**Task to carry out**: Please update the items by replacing "visible in the scene" with "shown in the image" wherever it occurs, and reproduce all of them with everything else unchanged. Leave the pictures out of your answer.

Stored items:
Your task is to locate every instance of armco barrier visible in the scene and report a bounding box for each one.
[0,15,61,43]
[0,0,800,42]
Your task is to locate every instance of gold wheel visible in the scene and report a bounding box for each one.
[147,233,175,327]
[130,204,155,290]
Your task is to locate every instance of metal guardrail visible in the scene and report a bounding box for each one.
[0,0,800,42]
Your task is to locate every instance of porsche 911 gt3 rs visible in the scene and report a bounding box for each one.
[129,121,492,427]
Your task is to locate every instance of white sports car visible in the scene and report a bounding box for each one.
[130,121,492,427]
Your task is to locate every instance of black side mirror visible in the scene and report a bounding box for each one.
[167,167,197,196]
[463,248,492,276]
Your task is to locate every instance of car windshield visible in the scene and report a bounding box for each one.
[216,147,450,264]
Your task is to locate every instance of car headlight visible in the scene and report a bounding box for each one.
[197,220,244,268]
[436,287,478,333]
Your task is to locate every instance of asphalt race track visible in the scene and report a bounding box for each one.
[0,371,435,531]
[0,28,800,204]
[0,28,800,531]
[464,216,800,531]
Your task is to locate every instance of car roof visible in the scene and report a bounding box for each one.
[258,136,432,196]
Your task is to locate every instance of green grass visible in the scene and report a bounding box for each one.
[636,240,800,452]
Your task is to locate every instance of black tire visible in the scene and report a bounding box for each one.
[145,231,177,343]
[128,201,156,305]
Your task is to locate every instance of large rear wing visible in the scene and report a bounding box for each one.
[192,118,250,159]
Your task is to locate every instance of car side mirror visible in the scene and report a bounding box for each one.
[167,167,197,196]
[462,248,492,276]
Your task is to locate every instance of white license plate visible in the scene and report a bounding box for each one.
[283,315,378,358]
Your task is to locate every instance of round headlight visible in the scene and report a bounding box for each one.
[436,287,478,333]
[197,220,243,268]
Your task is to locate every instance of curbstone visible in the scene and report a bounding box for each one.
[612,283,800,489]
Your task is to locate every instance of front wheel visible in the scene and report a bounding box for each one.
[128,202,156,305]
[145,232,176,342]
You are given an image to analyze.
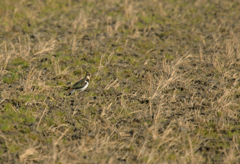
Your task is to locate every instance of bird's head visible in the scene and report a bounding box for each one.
[85,72,91,80]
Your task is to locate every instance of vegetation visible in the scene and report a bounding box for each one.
[0,0,240,164]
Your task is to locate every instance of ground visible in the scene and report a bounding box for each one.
[0,0,240,164]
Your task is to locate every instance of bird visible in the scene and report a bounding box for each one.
[69,72,91,96]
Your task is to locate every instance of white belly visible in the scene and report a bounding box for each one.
[78,81,89,91]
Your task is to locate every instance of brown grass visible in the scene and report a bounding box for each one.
[0,0,240,163]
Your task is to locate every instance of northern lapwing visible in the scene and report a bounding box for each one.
[69,72,91,95]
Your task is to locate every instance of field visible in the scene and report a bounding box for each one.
[0,0,240,164]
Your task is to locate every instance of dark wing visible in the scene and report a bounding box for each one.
[72,79,86,89]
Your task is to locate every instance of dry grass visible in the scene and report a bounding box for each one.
[0,0,240,163]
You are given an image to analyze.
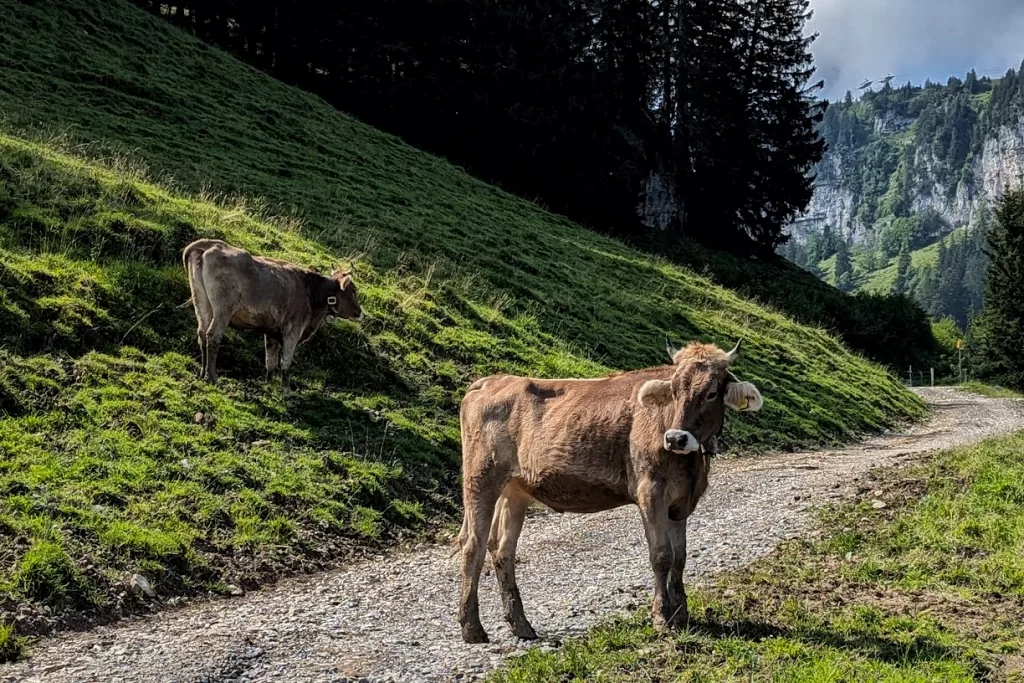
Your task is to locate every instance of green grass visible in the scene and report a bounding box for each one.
[0,0,925,634]
[818,228,963,294]
[961,382,1024,398]
[490,434,1024,682]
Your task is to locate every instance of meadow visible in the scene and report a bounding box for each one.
[0,0,926,642]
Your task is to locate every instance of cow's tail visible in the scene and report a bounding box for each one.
[181,241,208,313]
[449,377,488,557]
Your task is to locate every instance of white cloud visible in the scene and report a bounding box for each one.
[808,0,1024,98]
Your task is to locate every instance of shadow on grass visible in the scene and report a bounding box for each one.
[691,620,988,675]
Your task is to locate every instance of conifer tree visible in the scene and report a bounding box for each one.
[973,190,1024,389]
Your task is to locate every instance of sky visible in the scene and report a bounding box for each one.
[808,0,1024,99]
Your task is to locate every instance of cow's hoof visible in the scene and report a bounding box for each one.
[462,626,489,645]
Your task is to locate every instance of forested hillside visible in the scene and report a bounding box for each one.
[782,70,1024,327]
[137,0,823,251]
[0,0,924,635]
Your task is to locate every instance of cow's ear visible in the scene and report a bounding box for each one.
[637,380,673,408]
[725,382,764,413]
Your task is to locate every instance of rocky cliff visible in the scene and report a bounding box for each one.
[791,71,1024,249]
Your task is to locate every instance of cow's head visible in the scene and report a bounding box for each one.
[637,343,763,454]
[325,270,362,325]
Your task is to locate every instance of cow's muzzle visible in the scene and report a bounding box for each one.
[665,429,700,454]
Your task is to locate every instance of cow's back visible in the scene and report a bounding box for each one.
[202,241,309,333]
[460,375,636,512]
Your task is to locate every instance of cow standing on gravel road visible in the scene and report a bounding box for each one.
[181,240,362,388]
[459,343,762,643]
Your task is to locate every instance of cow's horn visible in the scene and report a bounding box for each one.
[665,335,679,362]
[725,339,743,362]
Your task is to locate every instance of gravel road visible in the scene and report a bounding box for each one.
[0,388,1024,683]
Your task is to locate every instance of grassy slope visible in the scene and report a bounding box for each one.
[492,434,1024,683]
[0,0,924,631]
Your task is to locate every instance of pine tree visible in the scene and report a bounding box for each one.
[974,190,1024,389]
[892,243,910,294]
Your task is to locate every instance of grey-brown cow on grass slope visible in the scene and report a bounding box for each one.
[459,343,762,643]
[181,240,362,388]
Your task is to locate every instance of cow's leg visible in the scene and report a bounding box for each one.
[487,483,537,640]
[637,482,685,629]
[193,296,213,380]
[205,311,231,384]
[667,518,689,625]
[186,255,213,379]
[263,335,281,382]
[281,335,299,389]
[459,462,511,643]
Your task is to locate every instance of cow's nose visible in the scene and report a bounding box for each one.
[665,429,700,453]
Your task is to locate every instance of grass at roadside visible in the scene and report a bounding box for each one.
[490,434,1024,683]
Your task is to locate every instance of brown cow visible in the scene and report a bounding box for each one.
[181,240,362,388]
[459,343,762,643]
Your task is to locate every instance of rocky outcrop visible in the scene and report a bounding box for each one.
[790,113,1024,245]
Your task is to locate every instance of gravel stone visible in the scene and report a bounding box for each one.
[0,388,1024,683]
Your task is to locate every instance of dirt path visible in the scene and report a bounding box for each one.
[0,388,1024,683]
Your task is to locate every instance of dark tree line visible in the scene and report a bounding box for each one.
[136,0,823,250]
[970,189,1024,390]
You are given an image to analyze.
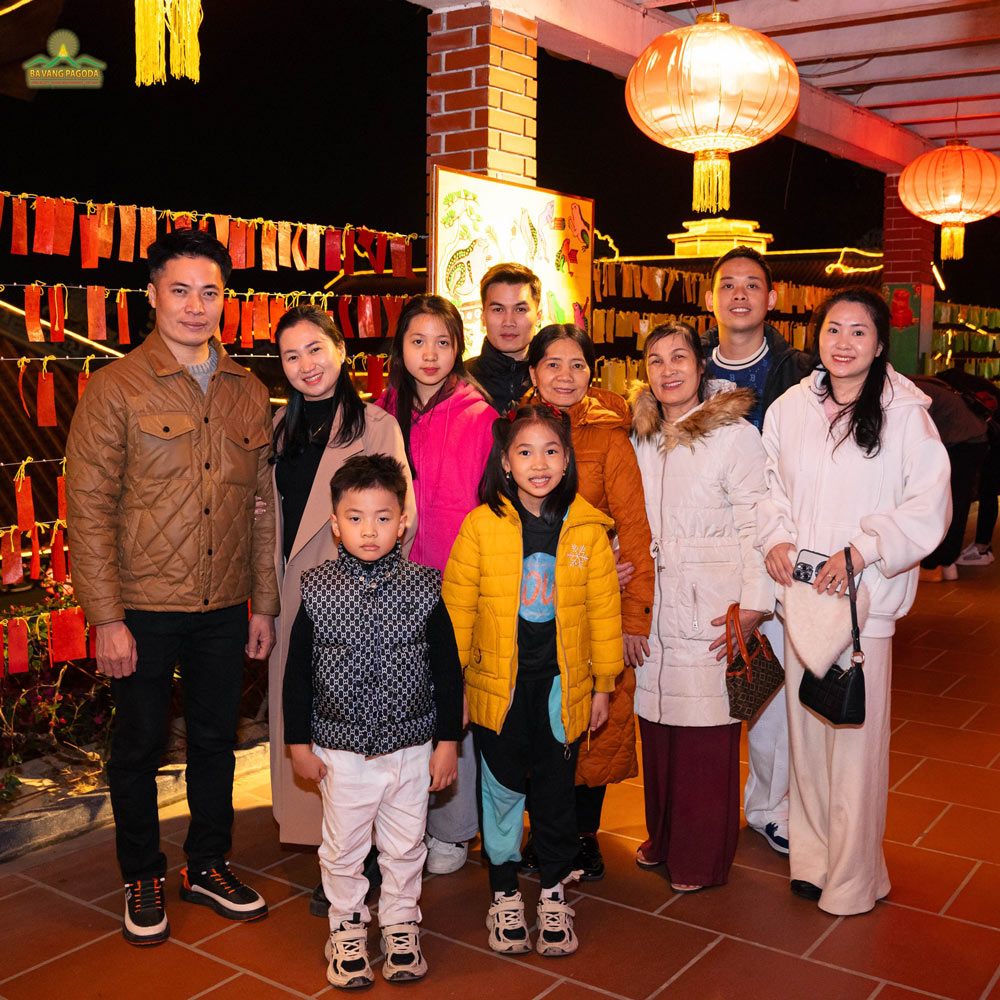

**Answer to the exercise**:
Your task is to locate every instance of armco barrier shown in the image and report a bounding box for each one.
[0,15,61,43]
[0,0,800,42]
Your task is to locate every instance of gold wheel shown in the image and report a bounding box for each one.
[147,233,175,327]
[130,204,155,290]
Your task is to locate every instance of metal guardrail shown in the image and report a bounding box for each one.
[0,0,800,42]
Your task is to locate every instance of porsche 911 gt3 rs shown in the image and report a bounding box for each one.
[129,121,492,427]
Your task is to locate every instance of white sports car shown in the image and report a bounding box for each one.
[130,121,492,427]
Your task is to locate every instance of black side mirror shown in the image and report a bounding box for each one.
[167,167,197,196]
[463,248,492,276]
Your task is to locate every instance of car windshield shown in the image and report a bounding box for each one.
[216,147,450,264]
Your task is to locate every instance of car headlight shown in the image and report a bounding box for each one.
[197,220,244,268]
[436,287,478,333]
Your task is to locate every instance of asphalt race track shown in the image and report a bounding box for each one.
[0,371,435,531]
[0,28,800,204]
[0,28,800,531]
[464,216,800,531]
Your task is to locate every instance of car roof shown in the image and report a bounding box for each one.
[258,136,432,196]
Your task is to locate every instance of green grass shown in the image and report a bounding box for each one.
[636,240,800,452]
Your task is to locate every instance of black tire shown in the image and report a bounding box for each one.
[145,231,177,343]
[128,201,156,305]
Your task is to locate every instance of large rear wing shown in the image and report a bounding box for each one.
[192,118,250,159]
Your task is to locate every instance of car side mirror shown in the image and report a bounding box for each one.
[167,167,197,196]
[462,248,492,276]
Your task is to locate every instance of white license plate shown in the image and report a bounding box for each one.
[283,315,378,358]
Your task is to locate every instance of round headlight shown in the image and report a bounding box for each one.
[436,287,478,333]
[197,220,243,268]
Your task is to locate every instance of curbstone shown in the image and report a bounding box for each one.
[612,283,800,489]
Your task is to locate every instance of front wheel shown in the image and report a bounding box for each one.
[128,202,156,305]
[145,232,176,342]
You are given an image to analyze.
Your task is to locate every instance of bird's head shown in the image and report a bounding box for each one.
[85,72,91,80]
Your task is to locate every instance of vegetation shown in the image and report a bounding box for each one.
[0,0,240,164]
Your task is to locate every instance of ground shown in the image and report a bounding box for each one.
[0,0,240,164]
Your task is to locate every instance of bird shown in the image and report a bounding box for each one.
[69,72,91,96]
Your task is to locate every instance of white belly shown in the image and report a bounding box for each one.
[78,81,89,91]
Your task is to locate every instance of brown grass shown in the image and report a bounding box for each one.
[0,0,240,163]
Your task is to locate every instance of northern lapwing shown in the image and report a bounding box for each one.
[69,72,91,95]
Your task is to locate every instance of field shown in the image and report a bounding box for each one.
[0,0,240,164]
Your task is to locate every instance of dark wing shown in the image and report a bounding box for each one.
[72,79,86,89]
Your task is to locate every instance of dry grass shown in the image and report a bounding box for each one.
[0,0,240,163]
You are given an image to analyze.
Your task is to locate every instance of green grass shown in the image and report a bounding box for each one.
[0,0,925,634]
[818,228,963,294]
[961,382,1024,398]
[490,434,1024,682]
Your task is to locate every instance of meadow shown in the image and report a bounding box for each one.
[0,0,926,642]
Your task is to locate every instance of cow's tail shown in the image and report a bounding box for each one.
[181,241,208,313]
[449,377,488,557]
Your task is to locate every instance of white cloud shown in the image and report a bounding box for each one.
[808,0,1024,98]
Your task is to locate every instance of shadow on grass shown in the image and report a bounding box for each one.
[691,620,988,675]
Your task is to locate every instance of conifer tree shown in the image and report a bounding box for each one.
[973,190,1024,389]
Your task is to locate every instance of sky shown in the image and report a bounding box for each one.
[808,0,1024,99]
Your task is to locate every instance of cow's hoof shown in the image and report a bounding box for each one.
[462,626,489,645]
Your task is to locate every instance of forested hillside shown in the image and report a bounding box for each one.
[782,70,1024,327]
[137,0,823,251]
[0,0,924,635]
Your task is to locate every instance of cow's ear shown in the image and report a bounding box for each one.
[637,380,673,408]
[725,382,764,413]
Your task is to locate every instance of rocky cliff shown in the image and report a bounding box for each one.
[791,71,1024,249]
Your task is to locate every instance of cow's head shown in the image and report a bounding box for each one.
[637,343,763,454]
[325,270,362,325]
Your task is to locate every instance of cow's muzzle shown in the image and report a bounding box for each one.
[665,429,700,454]
Your task is to locate every instance of cow's back shown in the image and report a bounding box for each one.
[202,241,309,333]
[460,375,636,512]
Your task is to locate every instance of cow standing on gravel road shown in the image and report a bounding box for each one.
[181,240,362,388]
[459,343,762,643]
Your task is to locate every instance of cow's horn shown in the image and report a bounding box for each one.
[665,335,679,362]
[725,339,743,362]
Your task is to locate every instance of gravel road shown in the image and report a bounding box for each one.
[0,388,1024,683]
Your task is to locate every instance of grassy slope shown in the image and report a bounding box for each one.
[492,434,1024,683]
[0,0,924,631]
Your task is to locate every instance of pine tree shown in the image and report a bounding box for each one.
[974,190,1024,389]
[892,243,910,294]
Your task is to locate every instance of grey-brown cow on grass slope shown in the image and report a bounding box for each one.
[459,343,762,643]
[181,240,362,388]
Your task is to locate every instance of cow's leg shown in the image and report a bounding box for each one.
[487,483,537,640]
[637,482,685,629]
[193,296,213,380]
[205,311,231,384]
[667,518,689,625]
[186,255,213,379]
[263,335,281,382]
[281,335,299,389]
[459,462,511,643]
Your task is to locate every instance of cow's nose shown in the image and report a bounding box for each one.
[665,429,700,453]
Your task is to locate every instance of grass at roadside shown in the image and report a bounding box for each one.
[490,434,1024,683]
Your task is to locate every instance of brown cow shown in the image and report a bounding box for each one.
[181,240,362,388]
[459,343,762,643]
Your task is to locate every instance of rocky outcrop shown in the image and report a bounding box for each one.
[790,113,1024,245]
Your task is to locate every instance of gravel stone shown in the image and report a bounding box for each one.
[0,388,1024,683]
Your task is to locate every instance of dirt path shown in the image and report a bounding box for each one.
[0,388,1024,683]
Your task is to locate every instance of dark tree line shown in the image and report a bounding box for each one.
[136,0,823,250]
[970,189,1024,390]
You are given an image to analyze.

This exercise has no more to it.